• [The problem]
Copy each of the records below word for word, keeping every one in its original order.

• [Dataset content]
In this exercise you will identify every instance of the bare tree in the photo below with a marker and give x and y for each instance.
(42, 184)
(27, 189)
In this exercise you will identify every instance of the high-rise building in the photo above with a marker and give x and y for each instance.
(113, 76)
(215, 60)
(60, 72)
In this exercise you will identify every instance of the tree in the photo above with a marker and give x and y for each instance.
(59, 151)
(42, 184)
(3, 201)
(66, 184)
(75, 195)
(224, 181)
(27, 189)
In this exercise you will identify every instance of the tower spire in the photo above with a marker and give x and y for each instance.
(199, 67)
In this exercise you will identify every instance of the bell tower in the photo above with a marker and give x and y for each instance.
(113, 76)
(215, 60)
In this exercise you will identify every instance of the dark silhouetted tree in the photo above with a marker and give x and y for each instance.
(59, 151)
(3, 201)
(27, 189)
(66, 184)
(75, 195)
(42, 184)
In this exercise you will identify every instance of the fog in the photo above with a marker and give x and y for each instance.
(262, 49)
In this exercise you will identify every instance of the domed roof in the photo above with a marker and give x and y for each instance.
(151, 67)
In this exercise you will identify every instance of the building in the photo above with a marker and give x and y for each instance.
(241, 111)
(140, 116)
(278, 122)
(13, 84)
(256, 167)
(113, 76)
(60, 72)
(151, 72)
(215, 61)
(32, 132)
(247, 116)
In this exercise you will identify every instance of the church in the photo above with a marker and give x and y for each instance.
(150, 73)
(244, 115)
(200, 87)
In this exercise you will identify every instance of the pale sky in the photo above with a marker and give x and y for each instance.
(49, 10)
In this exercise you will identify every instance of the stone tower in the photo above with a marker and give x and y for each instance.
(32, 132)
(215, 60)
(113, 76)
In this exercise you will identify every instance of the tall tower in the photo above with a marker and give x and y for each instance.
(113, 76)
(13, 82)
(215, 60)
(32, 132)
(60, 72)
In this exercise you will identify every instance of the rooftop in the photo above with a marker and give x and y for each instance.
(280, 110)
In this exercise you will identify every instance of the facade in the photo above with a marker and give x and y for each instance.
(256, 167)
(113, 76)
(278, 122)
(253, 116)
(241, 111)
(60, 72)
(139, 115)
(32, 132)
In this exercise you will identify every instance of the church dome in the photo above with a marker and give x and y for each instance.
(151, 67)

• [Solution for this exercise]
In this exercise you will identify every instance of the bare tree in the photo below with a marker and give x and y for each instance.
(42, 184)
(27, 189)
In this exercise you will identify every instance of the high-rise building in the photo above with a marker and give x and y for each instance.
(113, 76)
(215, 60)
(60, 72)
In this exercise you will identify every instance of the tree in the photo above with a marker and give x and y for each instance.
(59, 151)
(42, 184)
(3, 201)
(66, 184)
(75, 195)
(224, 181)
(27, 189)
In this exercise you will identify every instance of the tower spire in the photo above with a marker and give x and y for each instance.
(199, 67)
In this exercise you will identify every instance of the bell tower in the photo above with a marker and give x and y for each instance.
(113, 76)
(215, 60)
In this exercise you will identify every instance of the dark silhouetted tree in the photo above with a marker and give x and y for each instance.
(59, 151)
(3, 201)
(27, 189)
(66, 184)
(75, 195)
(42, 184)
In this exercise you will identify every instance of the fog in the photo above with a marker and give x and y for each instance.
(262, 49)
In this exercise you will identify every instance of the domed roof in the photo above with a marker and give x and y for each instance.
(151, 67)
In this exercise you will identify every instance of the building in the photo above with a marker and give x and y for each instance.
(241, 111)
(140, 116)
(278, 122)
(13, 84)
(256, 167)
(113, 76)
(60, 72)
(151, 72)
(215, 61)
(32, 132)
(247, 116)
In this exercise you will identify every instance of the church in the photo above with a marker and give x and y for each instance.
(150, 73)
(244, 115)
(200, 87)
In this exercise you will identify every instance of the pale sky in the photo above with a marker and give x and y for each instance.
(49, 10)
In this exercise you will identify every instance of the stone tower in the photo above with a marker and give x and y for each instance.
(32, 132)
(215, 60)
(113, 76)
In this exercise you will identify every instance of the tall tower in the photo above with a marker and give x and y for each instance.
(113, 76)
(13, 82)
(215, 60)
(32, 132)
(60, 72)
In this exercise you will identify every instance of the rooftop in the photo above with a marker and give x and y for each instance.
(280, 110)
In this exercise you will identify every instance of the facade in the photo above with a marker and give x and y for each instance.
(256, 167)
(113, 76)
(278, 122)
(253, 116)
(241, 111)
(60, 72)
(139, 115)
(32, 132)
In this exercise you will identify every instance of the church dome in the photo above with a marker and give x and y for each instance.
(151, 67)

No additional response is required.